▶ _Task to complete_: Locate each line in the records below that contains the string "stone", and copy those lines out. The match is case-sensitive.

(Records excerpted from a collection)

---

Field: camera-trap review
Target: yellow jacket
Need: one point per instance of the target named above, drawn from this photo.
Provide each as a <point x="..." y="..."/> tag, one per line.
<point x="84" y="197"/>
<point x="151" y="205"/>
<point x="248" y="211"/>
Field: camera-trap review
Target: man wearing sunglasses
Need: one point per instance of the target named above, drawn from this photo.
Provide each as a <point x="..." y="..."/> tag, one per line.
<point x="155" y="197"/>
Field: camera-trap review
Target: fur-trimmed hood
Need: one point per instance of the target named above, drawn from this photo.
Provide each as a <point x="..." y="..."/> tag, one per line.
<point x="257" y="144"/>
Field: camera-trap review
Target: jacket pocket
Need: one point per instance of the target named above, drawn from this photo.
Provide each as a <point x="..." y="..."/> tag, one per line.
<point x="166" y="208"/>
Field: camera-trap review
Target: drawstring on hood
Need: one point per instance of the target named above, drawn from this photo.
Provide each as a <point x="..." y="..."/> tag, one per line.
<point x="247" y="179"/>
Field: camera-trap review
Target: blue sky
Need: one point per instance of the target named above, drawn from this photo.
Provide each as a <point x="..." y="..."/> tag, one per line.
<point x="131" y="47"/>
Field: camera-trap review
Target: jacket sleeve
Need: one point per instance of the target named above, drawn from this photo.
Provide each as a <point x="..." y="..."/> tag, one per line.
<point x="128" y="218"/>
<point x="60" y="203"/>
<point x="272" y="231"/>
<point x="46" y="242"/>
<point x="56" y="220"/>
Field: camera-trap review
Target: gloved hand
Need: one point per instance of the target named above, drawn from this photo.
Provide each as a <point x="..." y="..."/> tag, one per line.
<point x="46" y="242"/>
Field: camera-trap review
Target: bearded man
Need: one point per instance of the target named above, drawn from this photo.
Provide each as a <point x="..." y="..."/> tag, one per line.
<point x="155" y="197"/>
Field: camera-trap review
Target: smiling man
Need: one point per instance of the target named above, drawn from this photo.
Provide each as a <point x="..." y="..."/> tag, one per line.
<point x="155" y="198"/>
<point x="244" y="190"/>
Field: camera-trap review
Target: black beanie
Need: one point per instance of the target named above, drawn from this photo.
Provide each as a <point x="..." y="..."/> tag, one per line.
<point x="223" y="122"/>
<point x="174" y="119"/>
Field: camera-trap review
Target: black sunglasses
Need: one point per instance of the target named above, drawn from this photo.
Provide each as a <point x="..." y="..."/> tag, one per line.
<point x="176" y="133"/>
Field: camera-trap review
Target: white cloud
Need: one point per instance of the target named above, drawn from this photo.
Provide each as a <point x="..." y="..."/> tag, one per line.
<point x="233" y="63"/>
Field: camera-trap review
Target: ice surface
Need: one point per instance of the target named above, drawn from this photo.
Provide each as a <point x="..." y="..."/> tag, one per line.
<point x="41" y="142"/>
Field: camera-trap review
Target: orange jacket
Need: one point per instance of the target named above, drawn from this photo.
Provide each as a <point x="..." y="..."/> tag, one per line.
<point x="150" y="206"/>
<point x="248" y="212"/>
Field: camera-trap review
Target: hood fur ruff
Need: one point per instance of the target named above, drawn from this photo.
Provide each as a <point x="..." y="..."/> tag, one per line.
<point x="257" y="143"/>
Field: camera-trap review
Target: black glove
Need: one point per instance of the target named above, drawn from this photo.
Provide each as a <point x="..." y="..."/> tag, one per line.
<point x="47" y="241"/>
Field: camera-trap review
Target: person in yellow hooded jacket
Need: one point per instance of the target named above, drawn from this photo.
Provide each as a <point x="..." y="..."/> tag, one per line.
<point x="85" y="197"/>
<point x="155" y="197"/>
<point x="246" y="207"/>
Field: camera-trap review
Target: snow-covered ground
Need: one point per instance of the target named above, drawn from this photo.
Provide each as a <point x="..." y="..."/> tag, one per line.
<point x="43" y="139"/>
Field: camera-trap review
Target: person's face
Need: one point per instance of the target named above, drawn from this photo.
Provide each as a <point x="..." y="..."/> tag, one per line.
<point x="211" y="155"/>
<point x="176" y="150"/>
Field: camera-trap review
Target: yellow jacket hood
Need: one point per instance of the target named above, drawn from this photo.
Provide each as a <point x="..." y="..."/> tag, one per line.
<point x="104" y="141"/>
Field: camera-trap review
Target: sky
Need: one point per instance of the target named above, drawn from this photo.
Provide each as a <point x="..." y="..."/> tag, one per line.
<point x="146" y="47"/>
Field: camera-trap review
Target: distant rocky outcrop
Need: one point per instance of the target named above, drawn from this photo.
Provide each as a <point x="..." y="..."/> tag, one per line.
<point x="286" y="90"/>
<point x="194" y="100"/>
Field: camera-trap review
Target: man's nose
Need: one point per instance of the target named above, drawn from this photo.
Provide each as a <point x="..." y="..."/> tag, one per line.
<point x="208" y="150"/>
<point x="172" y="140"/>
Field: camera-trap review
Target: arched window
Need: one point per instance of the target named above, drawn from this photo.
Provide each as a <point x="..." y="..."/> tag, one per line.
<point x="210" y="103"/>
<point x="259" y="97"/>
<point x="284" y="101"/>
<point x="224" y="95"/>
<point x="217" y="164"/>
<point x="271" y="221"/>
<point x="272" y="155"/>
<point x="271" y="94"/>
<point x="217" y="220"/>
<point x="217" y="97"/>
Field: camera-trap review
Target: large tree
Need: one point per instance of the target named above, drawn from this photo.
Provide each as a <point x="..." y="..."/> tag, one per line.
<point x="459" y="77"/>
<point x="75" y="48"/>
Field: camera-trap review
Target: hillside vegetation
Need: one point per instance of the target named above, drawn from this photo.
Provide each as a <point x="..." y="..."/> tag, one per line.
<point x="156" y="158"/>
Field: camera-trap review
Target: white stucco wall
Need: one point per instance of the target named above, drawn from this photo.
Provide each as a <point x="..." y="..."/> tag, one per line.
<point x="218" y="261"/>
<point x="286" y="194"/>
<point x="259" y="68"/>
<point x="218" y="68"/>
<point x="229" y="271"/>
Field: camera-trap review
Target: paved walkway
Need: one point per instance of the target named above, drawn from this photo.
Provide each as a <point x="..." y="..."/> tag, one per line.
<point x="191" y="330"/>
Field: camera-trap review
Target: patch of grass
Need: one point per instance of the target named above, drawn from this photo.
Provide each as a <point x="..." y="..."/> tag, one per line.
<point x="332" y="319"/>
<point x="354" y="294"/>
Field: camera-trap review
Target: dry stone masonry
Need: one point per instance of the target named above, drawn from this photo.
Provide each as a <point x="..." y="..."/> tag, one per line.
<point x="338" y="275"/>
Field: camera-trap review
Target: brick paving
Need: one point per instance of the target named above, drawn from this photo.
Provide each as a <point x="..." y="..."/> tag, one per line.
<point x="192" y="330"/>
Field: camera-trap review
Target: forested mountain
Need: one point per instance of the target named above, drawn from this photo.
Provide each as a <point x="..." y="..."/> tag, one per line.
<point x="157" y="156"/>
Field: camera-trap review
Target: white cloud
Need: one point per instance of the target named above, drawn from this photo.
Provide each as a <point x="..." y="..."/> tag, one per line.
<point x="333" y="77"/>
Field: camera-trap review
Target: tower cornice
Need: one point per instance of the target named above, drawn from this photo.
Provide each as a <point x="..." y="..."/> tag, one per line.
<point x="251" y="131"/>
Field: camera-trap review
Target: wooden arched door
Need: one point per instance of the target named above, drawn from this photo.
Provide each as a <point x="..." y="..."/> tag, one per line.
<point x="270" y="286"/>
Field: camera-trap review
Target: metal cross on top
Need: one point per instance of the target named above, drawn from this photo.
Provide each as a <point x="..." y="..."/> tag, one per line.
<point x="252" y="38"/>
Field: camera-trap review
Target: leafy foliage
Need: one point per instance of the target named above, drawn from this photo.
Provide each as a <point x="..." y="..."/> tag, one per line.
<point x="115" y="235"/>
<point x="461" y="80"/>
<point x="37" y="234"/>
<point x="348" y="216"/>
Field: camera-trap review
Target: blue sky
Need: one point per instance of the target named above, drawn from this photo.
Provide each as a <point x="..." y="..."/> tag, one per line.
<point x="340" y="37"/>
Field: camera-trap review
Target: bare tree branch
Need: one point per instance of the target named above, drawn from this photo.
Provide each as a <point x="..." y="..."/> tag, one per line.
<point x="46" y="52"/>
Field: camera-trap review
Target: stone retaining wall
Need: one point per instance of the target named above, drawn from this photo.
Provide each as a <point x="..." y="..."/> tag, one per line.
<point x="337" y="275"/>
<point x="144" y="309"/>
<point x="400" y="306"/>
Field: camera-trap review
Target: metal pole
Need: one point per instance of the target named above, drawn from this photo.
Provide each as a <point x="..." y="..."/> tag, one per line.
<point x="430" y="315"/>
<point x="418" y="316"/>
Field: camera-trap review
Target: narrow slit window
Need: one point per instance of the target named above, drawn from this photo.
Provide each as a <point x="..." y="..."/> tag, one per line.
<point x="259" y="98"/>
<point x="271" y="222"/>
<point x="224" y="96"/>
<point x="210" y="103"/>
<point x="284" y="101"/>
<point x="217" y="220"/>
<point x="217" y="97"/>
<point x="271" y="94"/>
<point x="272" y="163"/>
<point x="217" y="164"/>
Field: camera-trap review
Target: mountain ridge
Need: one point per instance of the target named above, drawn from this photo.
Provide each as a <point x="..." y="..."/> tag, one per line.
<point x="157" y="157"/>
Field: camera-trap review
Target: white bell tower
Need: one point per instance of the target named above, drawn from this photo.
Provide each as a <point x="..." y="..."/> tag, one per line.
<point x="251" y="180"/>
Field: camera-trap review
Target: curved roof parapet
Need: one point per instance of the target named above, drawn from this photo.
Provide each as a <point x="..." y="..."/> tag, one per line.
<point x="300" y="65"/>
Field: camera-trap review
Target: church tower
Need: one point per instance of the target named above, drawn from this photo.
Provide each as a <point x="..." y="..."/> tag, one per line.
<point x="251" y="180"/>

---

▶ _Full output_:
Target: dry stone masonry
Target: stone retaining wall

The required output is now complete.